- [Given exercise]:
Rewrite the records from the start through the line that contains "(1206, 331)", inclusive, changing "van" to "minivan" and leaving everything else as it is. Leave out the pictures.

- [Input material]:

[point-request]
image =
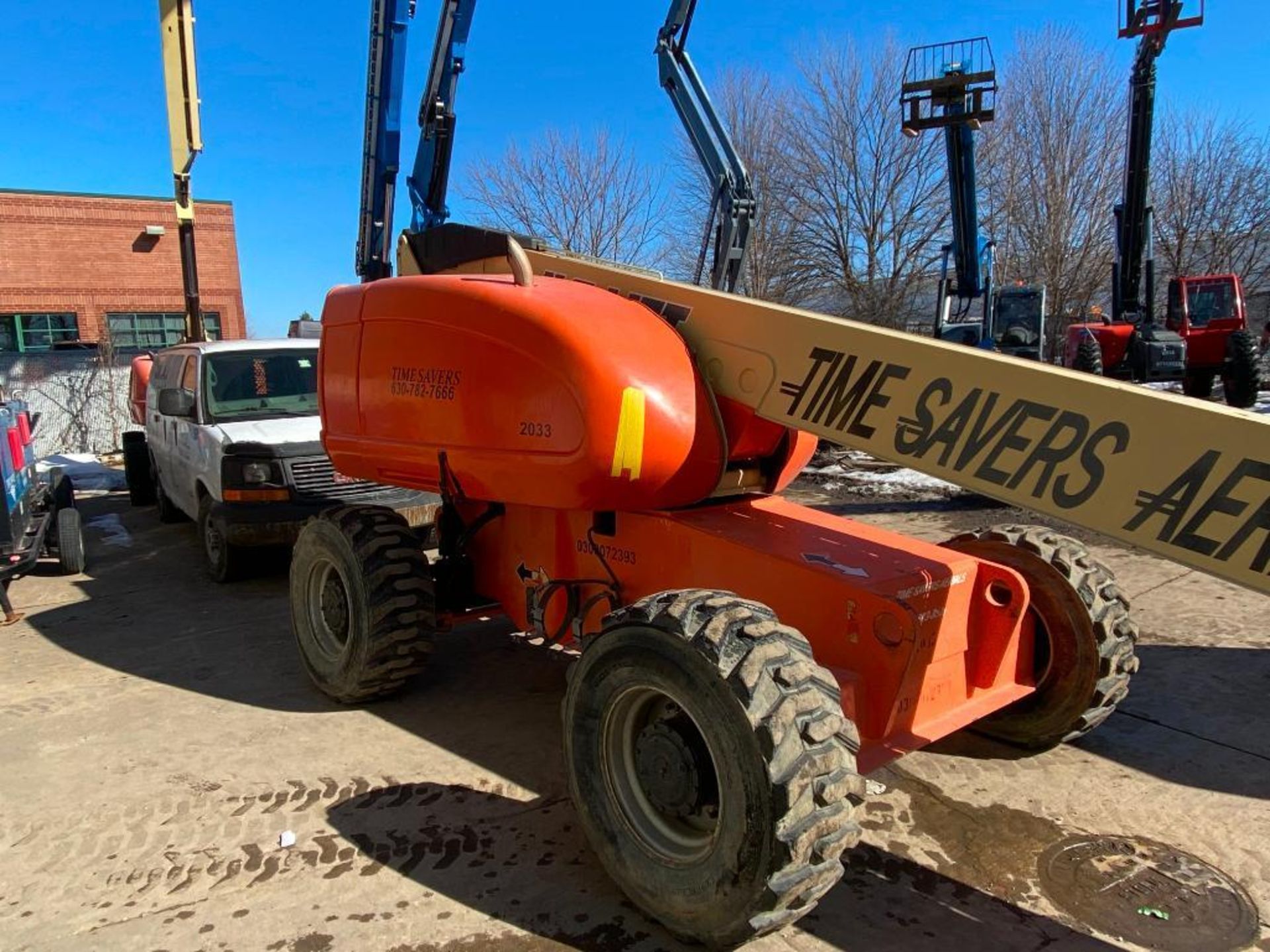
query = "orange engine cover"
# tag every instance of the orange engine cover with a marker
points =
(556, 395)
(139, 380)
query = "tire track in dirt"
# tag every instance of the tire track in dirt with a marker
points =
(149, 857)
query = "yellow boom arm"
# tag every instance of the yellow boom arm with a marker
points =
(1180, 477)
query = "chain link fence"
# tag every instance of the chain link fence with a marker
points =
(81, 397)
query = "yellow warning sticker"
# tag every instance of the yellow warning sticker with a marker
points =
(629, 448)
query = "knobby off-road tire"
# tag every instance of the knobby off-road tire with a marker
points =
(224, 561)
(70, 542)
(136, 469)
(1089, 357)
(1241, 374)
(1085, 637)
(361, 603)
(710, 764)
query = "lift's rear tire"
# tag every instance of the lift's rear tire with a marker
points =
(1089, 357)
(1241, 374)
(70, 542)
(710, 764)
(136, 469)
(1085, 637)
(361, 603)
(1198, 383)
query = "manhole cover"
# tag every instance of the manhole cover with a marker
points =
(1150, 894)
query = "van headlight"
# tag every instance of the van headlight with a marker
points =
(257, 474)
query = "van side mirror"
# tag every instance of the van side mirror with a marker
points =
(175, 401)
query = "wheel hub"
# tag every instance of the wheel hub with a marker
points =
(667, 770)
(334, 606)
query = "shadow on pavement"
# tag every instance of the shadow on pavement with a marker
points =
(527, 865)
(149, 612)
(1194, 716)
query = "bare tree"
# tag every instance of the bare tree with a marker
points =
(756, 111)
(1212, 196)
(869, 205)
(589, 196)
(1052, 167)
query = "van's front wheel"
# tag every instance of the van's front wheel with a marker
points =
(224, 560)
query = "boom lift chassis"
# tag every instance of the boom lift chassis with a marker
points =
(743, 659)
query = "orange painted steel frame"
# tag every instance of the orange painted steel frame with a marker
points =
(559, 401)
(139, 380)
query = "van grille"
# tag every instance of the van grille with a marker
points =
(317, 477)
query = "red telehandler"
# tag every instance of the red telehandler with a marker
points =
(1206, 331)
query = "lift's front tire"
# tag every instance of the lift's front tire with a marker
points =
(1241, 374)
(70, 542)
(710, 764)
(1089, 357)
(361, 603)
(1085, 637)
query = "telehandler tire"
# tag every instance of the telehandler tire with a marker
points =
(1089, 357)
(710, 764)
(361, 603)
(1241, 374)
(1085, 637)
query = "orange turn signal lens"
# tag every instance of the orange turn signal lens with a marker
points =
(257, 495)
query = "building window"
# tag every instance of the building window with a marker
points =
(150, 332)
(37, 332)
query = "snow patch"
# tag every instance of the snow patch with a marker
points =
(113, 532)
(84, 470)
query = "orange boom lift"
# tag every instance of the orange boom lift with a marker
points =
(611, 448)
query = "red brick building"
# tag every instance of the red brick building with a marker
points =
(78, 267)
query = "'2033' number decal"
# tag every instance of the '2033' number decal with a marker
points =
(531, 428)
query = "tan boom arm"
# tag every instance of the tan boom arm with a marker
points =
(1184, 479)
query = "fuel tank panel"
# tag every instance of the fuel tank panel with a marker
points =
(554, 394)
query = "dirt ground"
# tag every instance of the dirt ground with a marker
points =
(158, 735)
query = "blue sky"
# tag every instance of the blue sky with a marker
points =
(81, 104)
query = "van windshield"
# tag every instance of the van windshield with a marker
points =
(243, 385)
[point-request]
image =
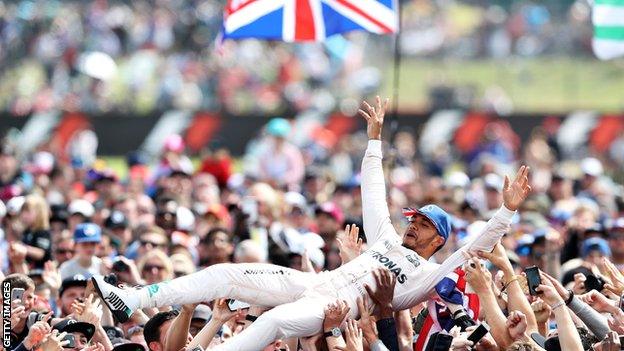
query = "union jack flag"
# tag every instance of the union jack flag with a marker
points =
(307, 20)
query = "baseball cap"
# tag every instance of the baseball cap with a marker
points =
(595, 244)
(76, 280)
(202, 312)
(73, 326)
(278, 127)
(116, 220)
(440, 219)
(14, 205)
(42, 163)
(332, 210)
(121, 344)
(81, 207)
(493, 181)
(592, 166)
(113, 332)
(87, 233)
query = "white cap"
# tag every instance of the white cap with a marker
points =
(82, 207)
(14, 205)
(592, 166)
(457, 180)
(185, 220)
(295, 199)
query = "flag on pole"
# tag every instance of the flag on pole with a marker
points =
(608, 20)
(307, 20)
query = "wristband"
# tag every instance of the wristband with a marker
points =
(557, 305)
(250, 318)
(515, 278)
(569, 299)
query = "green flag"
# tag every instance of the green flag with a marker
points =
(608, 19)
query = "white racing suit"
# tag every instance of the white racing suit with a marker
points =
(299, 298)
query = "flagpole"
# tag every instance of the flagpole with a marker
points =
(394, 117)
(394, 120)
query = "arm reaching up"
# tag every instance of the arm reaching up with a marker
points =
(375, 214)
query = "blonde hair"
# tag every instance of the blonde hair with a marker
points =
(42, 214)
(157, 254)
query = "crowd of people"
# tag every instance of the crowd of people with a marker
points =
(161, 54)
(62, 224)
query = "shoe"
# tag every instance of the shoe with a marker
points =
(122, 303)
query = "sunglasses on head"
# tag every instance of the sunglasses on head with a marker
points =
(145, 243)
(150, 267)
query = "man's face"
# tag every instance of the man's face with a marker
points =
(160, 345)
(219, 246)
(154, 271)
(420, 234)
(616, 242)
(64, 251)
(86, 250)
(28, 299)
(327, 225)
(151, 241)
(69, 296)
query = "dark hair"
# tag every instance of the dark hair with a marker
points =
(213, 232)
(20, 281)
(151, 331)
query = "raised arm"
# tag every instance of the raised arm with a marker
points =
(514, 194)
(376, 217)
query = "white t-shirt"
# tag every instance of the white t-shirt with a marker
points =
(416, 277)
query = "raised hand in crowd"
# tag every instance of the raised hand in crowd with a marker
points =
(367, 323)
(309, 343)
(599, 302)
(568, 334)
(353, 336)
(94, 347)
(384, 292)
(349, 243)
(514, 193)
(460, 340)
(335, 314)
(517, 325)
(374, 117)
(51, 276)
(38, 332)
(54, 341)
(613, 275)
(610, 343)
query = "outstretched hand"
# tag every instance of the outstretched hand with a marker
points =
(514, 193)
(374, 117)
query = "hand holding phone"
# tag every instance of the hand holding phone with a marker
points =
(235, 305)
(479, 333)
(533, 279)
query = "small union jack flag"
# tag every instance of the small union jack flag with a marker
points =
(307, 20)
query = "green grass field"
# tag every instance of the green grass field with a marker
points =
(545, 85)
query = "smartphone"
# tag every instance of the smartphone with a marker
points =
(72, 341)
(120, 266)
(234, 305)
(443, 342)
(479, 333)
(594, 283)
(533, 279)
(17, 294)
(249, 206)
(439, 342)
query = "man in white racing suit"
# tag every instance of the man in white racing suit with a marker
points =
(299, 298)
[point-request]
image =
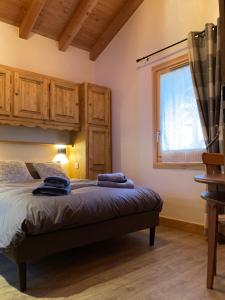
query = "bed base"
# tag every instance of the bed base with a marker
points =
(34, 247)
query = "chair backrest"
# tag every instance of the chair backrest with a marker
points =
(213, 162)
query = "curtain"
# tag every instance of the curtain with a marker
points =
(204, 55)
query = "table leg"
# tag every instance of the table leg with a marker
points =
(212, 243)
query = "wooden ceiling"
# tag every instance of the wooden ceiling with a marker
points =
(85, 24)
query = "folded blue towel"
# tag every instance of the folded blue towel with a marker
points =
(57, 181)
(50, 190)
(113, 177)
(124, 185)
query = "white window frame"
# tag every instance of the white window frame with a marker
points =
(157, 71)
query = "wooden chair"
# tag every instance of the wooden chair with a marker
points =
(215, 199)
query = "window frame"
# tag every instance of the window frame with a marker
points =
(157, 71)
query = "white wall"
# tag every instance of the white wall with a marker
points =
(41, 55)
(154, 25)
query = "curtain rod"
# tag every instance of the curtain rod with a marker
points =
(151, 54)
(147, 56)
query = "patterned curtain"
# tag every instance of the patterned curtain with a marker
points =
(204, 55)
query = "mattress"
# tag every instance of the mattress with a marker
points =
(23, 214)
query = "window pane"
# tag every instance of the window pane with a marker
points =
(179, 119)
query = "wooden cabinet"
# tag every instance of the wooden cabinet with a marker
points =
(98, 105)
(93, 143)
(98, 151)
(37, 100)
(64, 102)
(31, 94)
(5, 92)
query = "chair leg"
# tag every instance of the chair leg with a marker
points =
(22, 270)
(216, 233)
(212, 243)
(151, 236)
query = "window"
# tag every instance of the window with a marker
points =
(178, 137)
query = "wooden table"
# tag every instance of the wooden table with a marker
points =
(214, 200)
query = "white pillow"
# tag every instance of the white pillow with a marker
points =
(14, 171)
(49, 169)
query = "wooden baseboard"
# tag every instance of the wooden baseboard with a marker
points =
(182, 225)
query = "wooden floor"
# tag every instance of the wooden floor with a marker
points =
(125, 268)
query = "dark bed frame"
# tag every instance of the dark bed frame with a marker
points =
(38, 246)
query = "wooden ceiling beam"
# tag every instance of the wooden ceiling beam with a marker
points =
(117, 23)
(81, 13)
(30, 18)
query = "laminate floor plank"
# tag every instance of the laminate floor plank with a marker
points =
(125, 268)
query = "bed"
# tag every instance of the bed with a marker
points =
(36, 226)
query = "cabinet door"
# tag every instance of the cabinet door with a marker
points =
(31, 94)
(5, 92)
(64, 102)
(98, 105)
(99, 151)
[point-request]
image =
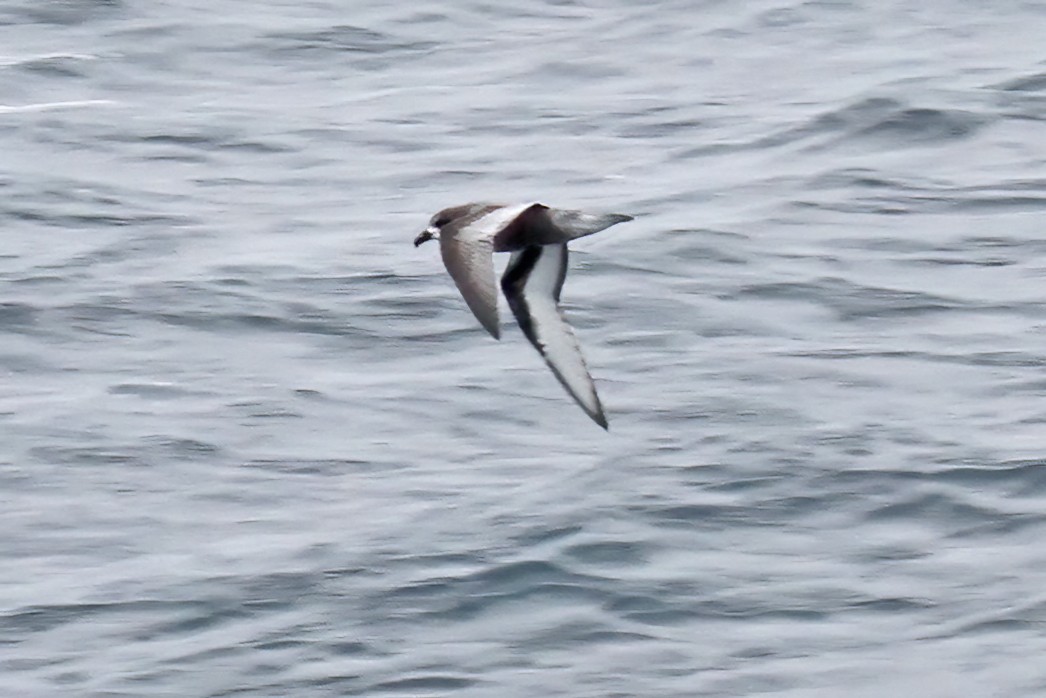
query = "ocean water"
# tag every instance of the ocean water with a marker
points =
(252, 443)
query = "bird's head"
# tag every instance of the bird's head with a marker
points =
(436, 224)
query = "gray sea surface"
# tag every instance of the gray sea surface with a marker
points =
(252, 443)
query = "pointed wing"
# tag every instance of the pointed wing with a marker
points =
(531, 284)
(470, 262)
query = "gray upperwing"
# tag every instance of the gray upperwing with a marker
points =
(531, 284)
(575, 224)
(471, 265)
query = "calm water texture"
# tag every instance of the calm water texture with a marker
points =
(252, 443)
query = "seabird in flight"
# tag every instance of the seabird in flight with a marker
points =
(537, 237)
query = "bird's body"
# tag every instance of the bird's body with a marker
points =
(537, 235)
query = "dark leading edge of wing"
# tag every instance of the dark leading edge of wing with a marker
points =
(531, 284)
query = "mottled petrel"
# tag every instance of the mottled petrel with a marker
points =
(537, 235)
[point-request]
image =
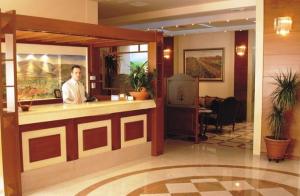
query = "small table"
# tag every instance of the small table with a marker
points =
(203, 112)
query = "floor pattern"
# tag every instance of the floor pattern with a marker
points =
(241, 137)
(200, 180)
(213, 185)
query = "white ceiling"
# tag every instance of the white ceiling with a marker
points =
(165, 15)
(116, 8)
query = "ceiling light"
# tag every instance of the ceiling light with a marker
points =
(30, 57)
(138, 4)
(167, 53)
(283, 25)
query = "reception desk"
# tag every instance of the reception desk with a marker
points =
(54, 135)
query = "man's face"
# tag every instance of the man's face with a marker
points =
(76, 74)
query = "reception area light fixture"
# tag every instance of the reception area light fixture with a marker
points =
(167, 53)
(283, 25)
(240, 50)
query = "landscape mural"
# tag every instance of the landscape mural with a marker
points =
(39, 74)
(206, 64)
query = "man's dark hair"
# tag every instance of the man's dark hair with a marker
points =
(75, 66)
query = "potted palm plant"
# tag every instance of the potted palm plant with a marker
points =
(141, 82)
(284, 97)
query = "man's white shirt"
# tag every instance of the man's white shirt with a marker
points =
(70, 91)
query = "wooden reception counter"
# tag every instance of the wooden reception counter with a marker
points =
(54, 135)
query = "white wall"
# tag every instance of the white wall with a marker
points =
(209, 40)
(251, 76)
(74, 10)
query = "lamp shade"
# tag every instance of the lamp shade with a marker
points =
(283, 25)
(240, 50)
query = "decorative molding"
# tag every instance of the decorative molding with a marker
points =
(91, 125)
(26, 136)
(207, 8)
(124, 120)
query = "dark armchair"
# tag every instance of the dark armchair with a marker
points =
(224, 113)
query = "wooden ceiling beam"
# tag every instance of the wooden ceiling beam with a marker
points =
(52, 43)
(38, 24)
(114, 43)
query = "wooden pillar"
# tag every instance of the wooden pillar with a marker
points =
(158, 113)
(10, 135)
(94, 71)
(241, 74)
(169, 62)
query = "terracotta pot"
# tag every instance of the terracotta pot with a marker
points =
(276, 149)
(142, 95)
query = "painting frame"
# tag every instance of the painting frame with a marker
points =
(217, 64)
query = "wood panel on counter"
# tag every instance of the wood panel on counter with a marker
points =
(281, 54)
(83, 135)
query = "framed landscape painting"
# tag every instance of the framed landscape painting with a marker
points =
(206, 64)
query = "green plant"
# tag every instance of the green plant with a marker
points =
(284, 97)
(111, 65)
(140, 78)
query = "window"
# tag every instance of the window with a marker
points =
(133, 55)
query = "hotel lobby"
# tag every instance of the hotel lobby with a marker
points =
(150, 98)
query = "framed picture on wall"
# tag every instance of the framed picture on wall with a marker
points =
(206, 64)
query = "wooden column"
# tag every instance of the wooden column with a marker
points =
(169, 62)
(241, 74)
(94, 70)
(10, 135)
(158, 113)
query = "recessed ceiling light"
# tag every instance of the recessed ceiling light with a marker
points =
(138, 4)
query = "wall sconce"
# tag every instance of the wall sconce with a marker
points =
(283, 25)
(167, 53)
(240, 50)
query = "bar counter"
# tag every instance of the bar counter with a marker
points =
(91, 136)
(52, 112)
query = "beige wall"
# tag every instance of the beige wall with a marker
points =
(281, 54)
(251, 75)
(74, 10)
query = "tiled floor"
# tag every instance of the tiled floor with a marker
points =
(189, 169)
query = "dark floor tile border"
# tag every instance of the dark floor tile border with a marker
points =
(93, 187)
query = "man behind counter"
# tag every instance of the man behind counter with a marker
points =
(73, 90)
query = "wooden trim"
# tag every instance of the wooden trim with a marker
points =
(39, 24)
(10, 134)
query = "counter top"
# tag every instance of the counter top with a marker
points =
(52, 112)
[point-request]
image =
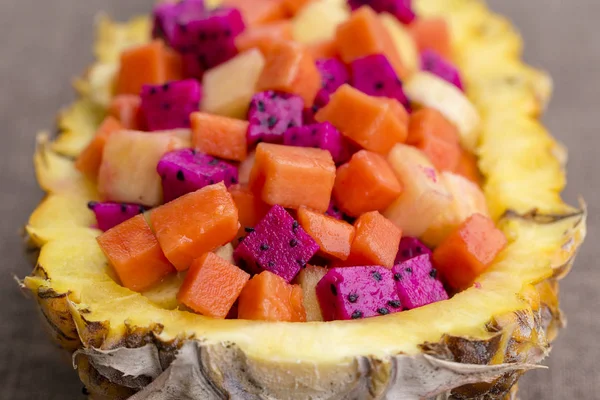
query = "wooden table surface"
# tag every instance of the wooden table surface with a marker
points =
(46, 43)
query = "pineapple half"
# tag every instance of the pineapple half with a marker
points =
(475, 345)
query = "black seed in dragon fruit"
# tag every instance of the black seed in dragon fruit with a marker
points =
(271, 114)
(208, 40)
(185, 171)
(277, 244)
(109, 214)
(357, 292)
(375, 76)
(417, 282)
(319, 136)
(410, 247)
(167, 16)
(437, 65)
(401, 9)
(169, 106)
(334, 74)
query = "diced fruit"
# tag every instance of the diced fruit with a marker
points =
(375, 76)
(334, 210)
(229, 87)
(323, 136)
(357, 292)
(271, 114)
(168, 15)
(245, 168)
(169, 106)
(435, 136)
(185, 171)
(262, 37)
(317, 21)
(308, 279)
(212, 285)
(207, 40)
(126, 178)
(267, 297)
(468, 251)
(126, 108)
(400, 9)
(429, 90)
(366, 183)
(334, 237)
(149, 64)
(404, 42)
(467, 167)
(363, 35)
(432, 34)
(293, 6)
(289, 68)
(220, 136)
(251, 209)
(259, 12)
(134, 253)
(437, 65)
(293, 176)
(417, 284)
(467, 199)
(323, 49)
(211, 221)
(364, 119)
(424, 196)
(226, 253)
(410, 247)
(90, 159)
(109, 215)
(277, 244)
(376, 241)
(333, 75)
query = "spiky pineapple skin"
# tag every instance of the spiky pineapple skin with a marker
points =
(506, 346)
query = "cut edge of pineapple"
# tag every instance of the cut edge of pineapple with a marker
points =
(541, 243)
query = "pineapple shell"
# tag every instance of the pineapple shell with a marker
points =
(473, 346)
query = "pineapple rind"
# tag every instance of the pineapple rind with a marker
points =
(73, 280)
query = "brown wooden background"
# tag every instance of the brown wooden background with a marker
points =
(45, 43)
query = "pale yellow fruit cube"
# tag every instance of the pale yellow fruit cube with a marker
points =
(424, 196)
(228, 88)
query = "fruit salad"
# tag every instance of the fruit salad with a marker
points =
(269, 167)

- [Task result]:
[point-request]
image =
query = "orange engine cover"
# tag every instance of the orange engine cover with a marker
points =
(556, 395)
(139, 380)
query = "tire track in dirt"
# tag every instance of the tire track in dirt with a marker
points =
(149, 857)
query = "yellow boom arm"
# tag every instance of the yellow boom arm with a marker
points =
(1180, 477)
query = "chain link fence"
# tag every instance of the chain link fence with a marker
points =
(81, 397)
query = "yellow warning sticker"
# tag every instance of the yellow warning sticker with a marker
points =
(629, 448)
query = "knobby off-road tire"
# tag every instance of the knobby off-road tire with a marker
points =
(224, 561)
(70, 542)
(136, 469)
(1089, 357)
(1241, 374)
(1085, 637)
(361, 603)
(710, 764)
query = "lift's rear tire"
# tag every instance of the lift's rear tire with a marker
points =
(1089, 357)
(1241, 374)
(70, 542)
(710, 764)
(136, 469)
(1085, 637)
(361, 603)
(1198, 383)
query = "manhole cover"
# tag every instance of the manhole cover with a marker
points =
(1150, 894)
query = "minivan headlight"
# tag every instance of the minivan headlight with a marker
points =
(257, 474)
query = "minivan side mirror"
# tag every instance of the minivan side mirror with a marker
points =
(175, 401)
query = "wheel hub"
# tag every instance of the wheel hub with a marker
points =
(667, 770)
(334, 606)
query = "shadow on pavement"
# tag every instance of the shadow on pavement with a marker
points =
(527, 865)
(149, 612)
(1194, 716)
query = "bare tree"
# tag every instance of the bare tree with a marker
points =
(756, 111)
(1212, 196)
(869, 205)
(589, 196)
(1052, 167)
query = "minivan's front wheel"
# tag every instance of the minivan's front wheel with a marker
points =
(224, 560)
query = "boom lift chassis"
# tag every instance of the boom lift chassis with a marker
points =
(743, 659)
query = "orange painted steel frame"
# tag every instance of the orange painted steel frame with a marker
points =
(559, 401)
(139, 380)
query = "minivan grille"
# tag every instance of the minivan grille with a marker
points =
(317, 477)
query = "red telehandler"
# tag every instance of the red telehandler with a marker
points =
(1206, 331)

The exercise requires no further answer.